**Passage given:**
Shelley Hennig, Moses Storm, Renée Olstead, Will Peltz, Jacob Wysocki, Courtney Halverson, Heather Sossaman.
Directed by Leo Gabriadze.
In Poltergeist, the evil powers are inside a television set or, at least behind a television screen. This time they are in the worldwide web, operating through the Internet, through chat rooms and through Skype.
The title has literal as the young people communicating on their computers have an experience of being unfriended. But, the working title of the film was Cybernatural which rather appeals as a play on cyberspace and supernatural influences.
Who would have thought that we would have a film where the camera focused entirely on a computer screen? This is the experience of those who spend hours in front of their computer, looking at, staring at, becoming involved… However, there is quite some action in the film, but always within the computer screen, Skype images of each of the young people, You Tube and video clips, so that the film keeps up its pace.
At the opening, the young woman is flirting with her boyfriend, but soon a number of friends are introduced. The context is the suicide of another young woman, after a party, with the suggestion that she was bullied and took her life.
Each of the friends has an association with the dead woman but plead innocence. As the film progresses, a mysterious member starts to contact them all, entering via chat rooms, with the Internet address of the dead woman.
As we might imagine as the film goes on, each of the friends is going to be eliminated. The malevolence makes its way through the Internet and dramatically takes its toll. The drama is in finding out what the connection with each victim was to the dead woman, who will be next and whether anyone will survive. To that extent, the film follows a not unusual pattern of elimination deaths.

**Problem to solve:** Rewrite the film review from "Who would have" up to and including "took her life.", putting "monitor" wherever "computer screen" appears.

**Data section:**
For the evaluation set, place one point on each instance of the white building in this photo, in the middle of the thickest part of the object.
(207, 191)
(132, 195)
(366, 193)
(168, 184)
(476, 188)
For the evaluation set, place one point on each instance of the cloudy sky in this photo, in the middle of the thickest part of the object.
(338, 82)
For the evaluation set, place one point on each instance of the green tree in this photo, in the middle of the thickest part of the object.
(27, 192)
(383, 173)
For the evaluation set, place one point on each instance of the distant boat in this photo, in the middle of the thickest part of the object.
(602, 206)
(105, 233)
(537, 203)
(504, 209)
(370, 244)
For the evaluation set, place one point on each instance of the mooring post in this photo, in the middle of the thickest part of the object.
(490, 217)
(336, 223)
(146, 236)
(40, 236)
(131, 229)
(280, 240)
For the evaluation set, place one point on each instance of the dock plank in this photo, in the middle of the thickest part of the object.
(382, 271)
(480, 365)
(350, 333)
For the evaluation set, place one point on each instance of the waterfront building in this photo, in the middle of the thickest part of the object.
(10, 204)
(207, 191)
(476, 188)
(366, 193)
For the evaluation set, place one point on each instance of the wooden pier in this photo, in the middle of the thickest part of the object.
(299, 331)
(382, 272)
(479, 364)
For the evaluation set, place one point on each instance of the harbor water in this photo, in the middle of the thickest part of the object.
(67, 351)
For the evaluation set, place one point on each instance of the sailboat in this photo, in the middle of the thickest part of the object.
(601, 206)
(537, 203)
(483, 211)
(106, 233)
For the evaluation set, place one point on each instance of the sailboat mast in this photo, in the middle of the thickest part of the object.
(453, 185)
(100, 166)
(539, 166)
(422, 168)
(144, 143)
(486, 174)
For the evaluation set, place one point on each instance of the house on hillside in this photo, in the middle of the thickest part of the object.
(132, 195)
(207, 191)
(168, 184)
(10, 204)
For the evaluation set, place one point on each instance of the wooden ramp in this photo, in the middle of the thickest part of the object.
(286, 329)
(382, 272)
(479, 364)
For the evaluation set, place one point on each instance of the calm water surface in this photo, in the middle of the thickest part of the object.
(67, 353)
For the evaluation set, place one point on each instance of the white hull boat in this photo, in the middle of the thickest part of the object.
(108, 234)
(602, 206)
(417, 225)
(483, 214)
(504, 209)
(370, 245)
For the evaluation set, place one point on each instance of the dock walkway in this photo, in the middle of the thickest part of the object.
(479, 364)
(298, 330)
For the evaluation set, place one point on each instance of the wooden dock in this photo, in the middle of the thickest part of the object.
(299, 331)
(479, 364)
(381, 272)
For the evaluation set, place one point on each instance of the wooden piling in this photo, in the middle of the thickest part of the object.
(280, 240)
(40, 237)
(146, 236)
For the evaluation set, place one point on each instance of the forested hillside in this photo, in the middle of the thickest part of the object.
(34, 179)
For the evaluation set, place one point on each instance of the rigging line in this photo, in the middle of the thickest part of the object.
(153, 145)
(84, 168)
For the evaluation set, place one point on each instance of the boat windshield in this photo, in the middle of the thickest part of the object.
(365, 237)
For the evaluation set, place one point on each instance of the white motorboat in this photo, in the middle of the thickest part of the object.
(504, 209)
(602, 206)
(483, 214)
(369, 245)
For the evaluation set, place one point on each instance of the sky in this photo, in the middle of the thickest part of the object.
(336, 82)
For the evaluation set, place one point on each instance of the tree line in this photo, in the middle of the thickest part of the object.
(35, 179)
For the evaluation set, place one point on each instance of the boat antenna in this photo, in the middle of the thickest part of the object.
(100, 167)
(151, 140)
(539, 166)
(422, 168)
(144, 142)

**Response:**
Who would have thought that we would have a film where the camera focused entirely on a monitor? This is the experience of those who spend hours in front of their computer, looking at, staring at, becoming involved… However, there is quite some action in the film, but always within the monitor, Skype images of each of the young people, You Tube and video clips, so that the film keeps up its pace.
At the opening, the young woman is flirting with her boyfriend, but soon a number of friends are introduced. The context is the suicide of another young woman, after a party, with the suggestion that she was bullied and took her life.